* **Work to complete**:
Quote every line as given.

* **Records for processing**:
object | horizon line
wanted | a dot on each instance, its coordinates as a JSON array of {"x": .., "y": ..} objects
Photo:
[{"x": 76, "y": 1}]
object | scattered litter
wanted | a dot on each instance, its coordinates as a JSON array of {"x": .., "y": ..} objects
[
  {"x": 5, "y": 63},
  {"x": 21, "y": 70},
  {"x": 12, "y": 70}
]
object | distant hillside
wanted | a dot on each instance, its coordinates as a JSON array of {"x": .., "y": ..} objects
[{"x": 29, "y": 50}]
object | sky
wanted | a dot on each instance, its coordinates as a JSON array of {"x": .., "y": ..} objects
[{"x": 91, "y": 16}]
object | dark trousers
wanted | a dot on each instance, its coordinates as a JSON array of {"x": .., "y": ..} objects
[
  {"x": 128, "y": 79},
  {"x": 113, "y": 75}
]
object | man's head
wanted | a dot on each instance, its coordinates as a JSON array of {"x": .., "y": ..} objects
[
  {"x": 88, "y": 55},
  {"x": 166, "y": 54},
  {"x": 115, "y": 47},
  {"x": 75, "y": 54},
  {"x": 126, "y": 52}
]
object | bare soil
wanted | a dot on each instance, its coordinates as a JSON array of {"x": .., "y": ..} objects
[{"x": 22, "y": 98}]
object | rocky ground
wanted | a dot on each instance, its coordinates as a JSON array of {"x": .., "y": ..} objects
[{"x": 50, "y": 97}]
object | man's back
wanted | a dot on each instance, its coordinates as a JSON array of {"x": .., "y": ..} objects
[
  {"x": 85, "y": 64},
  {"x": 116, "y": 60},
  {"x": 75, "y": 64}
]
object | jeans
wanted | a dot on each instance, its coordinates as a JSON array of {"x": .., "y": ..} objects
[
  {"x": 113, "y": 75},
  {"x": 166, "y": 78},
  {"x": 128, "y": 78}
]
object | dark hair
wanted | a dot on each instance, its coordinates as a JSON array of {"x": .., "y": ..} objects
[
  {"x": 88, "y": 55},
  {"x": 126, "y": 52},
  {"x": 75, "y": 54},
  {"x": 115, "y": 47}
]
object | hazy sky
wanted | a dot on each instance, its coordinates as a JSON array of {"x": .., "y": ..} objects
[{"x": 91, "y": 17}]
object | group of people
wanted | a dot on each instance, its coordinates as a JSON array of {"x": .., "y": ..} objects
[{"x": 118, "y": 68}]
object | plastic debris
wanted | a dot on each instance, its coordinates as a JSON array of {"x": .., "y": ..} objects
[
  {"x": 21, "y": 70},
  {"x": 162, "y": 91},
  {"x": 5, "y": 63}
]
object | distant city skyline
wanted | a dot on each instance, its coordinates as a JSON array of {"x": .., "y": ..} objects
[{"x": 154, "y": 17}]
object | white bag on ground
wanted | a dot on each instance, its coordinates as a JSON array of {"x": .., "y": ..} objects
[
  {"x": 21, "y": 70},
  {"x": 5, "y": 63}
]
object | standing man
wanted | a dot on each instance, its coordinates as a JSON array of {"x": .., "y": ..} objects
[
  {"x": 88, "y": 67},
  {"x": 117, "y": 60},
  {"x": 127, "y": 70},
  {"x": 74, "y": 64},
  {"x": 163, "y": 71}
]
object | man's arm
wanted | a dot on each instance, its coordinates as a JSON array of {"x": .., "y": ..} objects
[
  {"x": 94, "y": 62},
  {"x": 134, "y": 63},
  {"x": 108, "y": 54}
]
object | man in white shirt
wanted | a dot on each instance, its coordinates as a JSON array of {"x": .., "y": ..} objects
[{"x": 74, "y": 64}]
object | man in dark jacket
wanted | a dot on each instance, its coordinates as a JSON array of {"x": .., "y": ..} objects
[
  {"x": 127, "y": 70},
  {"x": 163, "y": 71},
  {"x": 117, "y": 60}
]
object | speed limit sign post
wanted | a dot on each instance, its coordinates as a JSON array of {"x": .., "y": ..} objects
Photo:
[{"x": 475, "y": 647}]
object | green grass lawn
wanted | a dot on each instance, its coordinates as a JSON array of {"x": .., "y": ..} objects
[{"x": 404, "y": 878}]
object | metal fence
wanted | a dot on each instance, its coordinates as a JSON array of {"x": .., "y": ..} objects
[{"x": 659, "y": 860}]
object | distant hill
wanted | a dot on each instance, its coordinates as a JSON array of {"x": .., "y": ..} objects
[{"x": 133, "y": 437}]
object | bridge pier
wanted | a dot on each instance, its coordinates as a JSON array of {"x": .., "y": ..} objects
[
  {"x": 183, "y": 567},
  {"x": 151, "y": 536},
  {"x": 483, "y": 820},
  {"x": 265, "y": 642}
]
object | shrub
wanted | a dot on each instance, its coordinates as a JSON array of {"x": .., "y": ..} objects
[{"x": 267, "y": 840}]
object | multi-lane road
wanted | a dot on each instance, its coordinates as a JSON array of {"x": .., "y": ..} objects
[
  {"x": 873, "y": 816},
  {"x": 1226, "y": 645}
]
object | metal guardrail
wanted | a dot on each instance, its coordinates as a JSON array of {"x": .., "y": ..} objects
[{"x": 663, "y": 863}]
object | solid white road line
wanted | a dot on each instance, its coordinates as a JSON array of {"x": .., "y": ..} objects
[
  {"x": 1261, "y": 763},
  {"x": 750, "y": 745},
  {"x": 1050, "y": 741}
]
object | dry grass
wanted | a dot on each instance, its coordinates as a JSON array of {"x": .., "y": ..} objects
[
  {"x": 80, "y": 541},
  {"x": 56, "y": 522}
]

* **Problem solution**:
object | horizon line
wanted | a dot on each instance, its coordinates as a JSON array of {"x": .., "y": ..} objects
Photo:
[{"x": 76, "y": 1}]
object | scattered litter
wanted | a dot on each instance, its coordinates as a JSON array of {"x": .., "y": ..} objects
[
  {"x": 5, "y": 63},
  {"x": 21, "y": 70},
  {"x": 12, "y": 70}
]
object | distant hillside
wanted | a dot on each instance, its coordinates as a JSON array of {"x": .., "y": ..} objects
[{"x": 29, "y": 50}]
object | sky
wanted | a dot on each instance, its coordinates as a JSON array of {"x": .., "y": ..} objects
[{"x": 91, "y": 16}]
object | dark trousers
wanted | a dot on each instance, its coordinates as a JSON array of {"x": .., "y": ..} objects
[
  {"x": 128, "y": 79},
  {"x": 113, "y": 75}
]
object | man's head
wanted | a dot on each instance, its coordinates as a JSON array of {"x": .., "y": ..} objects
[
  {"x": 88, "y": 55},
  {"x": 166, "y": 54},
  {"x": 115, "y": 47},
  {"x": 75, "y": 54},
  {"x": 126, "y": 52}
]
object | bare soil
wanted | a dot on each instance, its coordinates as a JSON array of {"x": .., "y": ..} objects
[{"x": 22, "y": 98}]
object | rocky ground
wanted | a dot on each instance, its coordinates as a JSON array of {"x": .., "y": ..} objects
[{"x": 50, "y": 97}]
object | man's back
wanted | a dot on each instance, its coordinates as a JSON array of {"x": .., "y": ..} objects
[
  {"x": 85, "y": 64},
  {"x": 116, "y": 60},
  {"x": 75, "y": 64}
]
object | jeans
wanted | a dot on each instance, its coordinates as a JSON array of {"x": .., "y": ..} objects
[
  {"x": 113, "y": 75},
  {"x": 166, "y": 78},
  {"x": 128, "y": 78}
]
object | dark hair
wanted | a dot on each instance, its coordinates as a JSON array of {"x": .., "y": ..} objects
[
  {"x": 88, "y": 55},
  {"x": 126, "y": 52},
  {"x": 75, "y": 54},
  {"x": 115, "y": 47}
]
object | hazy sky
wanted | a dot on each instance, its coordinates as a JSON array of {"x": .., "y": ..} objects
[{"x": 91, "y": 17}]
object | group of people
wanted | a dot on each instance, its coordinates as a JSON array of {"x": .., "y": ..} objects
[{"x": 118, "y": 68}]
object | plastic debris
wanted | a dot on each instance, its coordinates as a JSON array of {"x": .., "y": ..} objects
[
  {"x": 21, "y": 70},
  {"x": 162, "y": 91},
  {"x": 5, "y": 63}
]
object | distant city skyline
wanted | a dot on each instance, its coordinates as a JSON array of {"x": .., "y": ..} objects
[{"x": 154, "y": 17}]
object | white bag on ground
wanted | a dot on each instance, its coordinates as a JSON array of {"x": .., "y": ..} objects
[
  {"x": 21, "y": 70},
  {"x": 5, "y": 63}
]
object | standing man
wanted | a dot on each instance, its coordinates as a JSON array of {"x": .., "y": ..} objects
[
  {"x": 88, "y": 67},
  {"x": 117, "y": 60},
  {"x": 127, "y": 70},
  {"x": 74, "y": 64},
  {"x": 163, "y": 71}
]
object | man's arm
wanted | a dot on each instance, its coordinates as a JSON array of {"x": .., "y": ..} objects
[
  {"x": 94, "y": 62},
  {"x": 134, "y": 63},
  {"x": 108, "y": 54}
]
object | man in white shirt
wanted | a dot on each instance, its coordinates as a JSON array of {"x": .., "y": ..} objects
[{"x": 74, "y": 64}]
object | man in dark jacket
wanted | a dot on each instance, its coordinates as a JSON array of {"x": .., "y": ..} objects
[
  {"x": 127, "y": 70},
  {"x": 163, "y": 71},
  {"x": 117, "y": 60}
]
object | speed limit sign post
wanted | a dot on each instance, its coordinates as a JSON array of {"x": .., "y": ..} objects
Photo:
[{"x": 475, "y": 647}]
object | green grass lawn
wanted | a dot on each instance, its coordinates as a JSON array of {"x": .., "y": ..} objects
[{"x": 404, "y": 878}]
object | metal fence
wanted | a dot on each instance, its coordinates as a JSON array of {"x": .., "y": ..} objects
[{"x": 659, "y": 860}]
object | distant hill
wanted | a dot on each instance, its coordinates as a JSON array of {"x": .., "y": ..} objects
[{"x": 133, "y": 437}]
object | bridge pier
wanted | a dot on each instance, its coordinates as a JSON array of {"x": .., "y": ..} objects
[
  {"x": 183, "y": 567},
  {"x": 151, "y": 536},
  {"x": 483, "y": 820},
  {"x": 265, "y": 642}
]
object | shrub
wanted | a dot on each instance, its coordinates as a JSON array of {"x": .., "y": ..} objects
[{"x": 267, "y": 840}]
object | multi-lane road
wanted | a dot on each instance, its coordinates as a JSON array of {"x": .., "y": ..} objects
[
  {"x": 873, "y": 816},
  {"x": 1226, "y": 645}
]
object | metal guardrail
wanted | a dot on each instance, its coordinates as a JSON array of {"x": .., "y": ..} objects
[{"x": 663, "y": 863}]
object | solid white road line
wanted | a dot on each instance, its coordinates as a JSON array of {"x": .., "y": ..} objects
[
  {"x": 1261, "y": 763},
  {"x": 750, "y": 745},
  {"x": 1050, "y": 741}
]
object | dry grass
wanted | a dot on each instance, its coordinates as a JSON array of {"x": .., "y": ..} objects
[
  {"x": 80, "y": 541},
  {"x": 56, "y": 522}
]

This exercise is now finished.